주어진 자료:
- - - - -

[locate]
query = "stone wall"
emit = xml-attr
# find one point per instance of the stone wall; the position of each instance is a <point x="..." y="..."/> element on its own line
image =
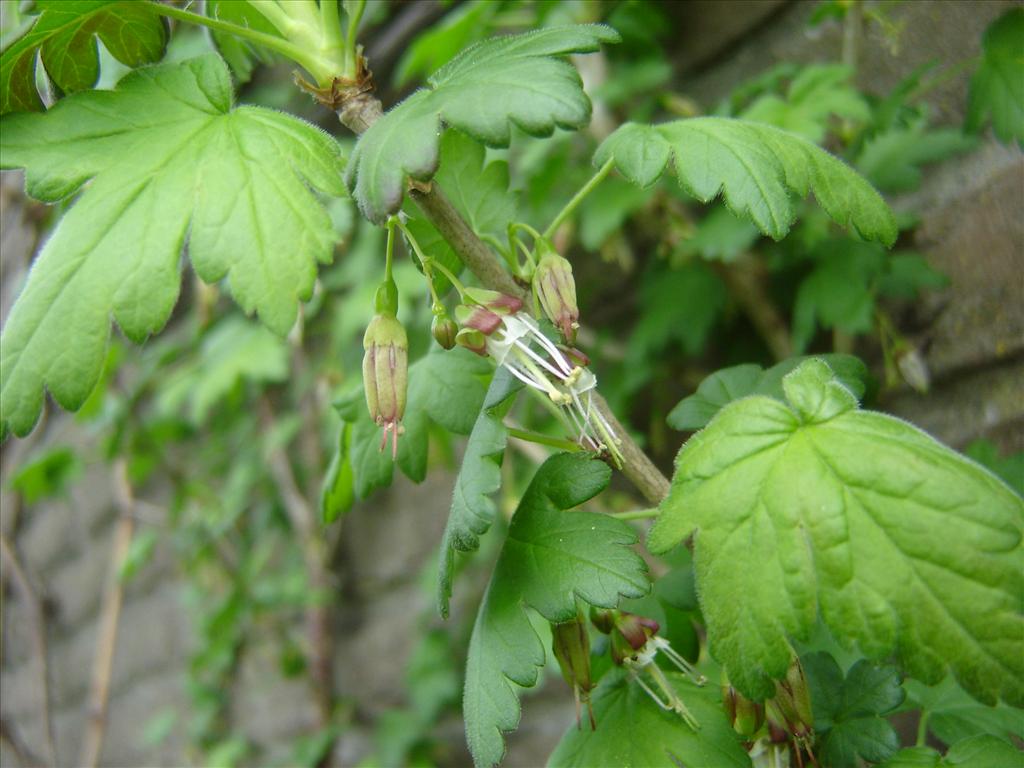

- - - - -

할 일: 위 자료 전체를 한 줄에 문자열 하나씩 JSON 목록에 담으세요. 빈 줄과 그림은 답에서 빼세요.

이 문제 풀이:
[
  "[locate]",
  "query = \"stone wall\"",
  "emit = xml-attr",
  "# find one point per instance of the stone wall; the position of each instance is a <point x=\"...\" y=\"...\"/> element on its own line",
  "image ="
]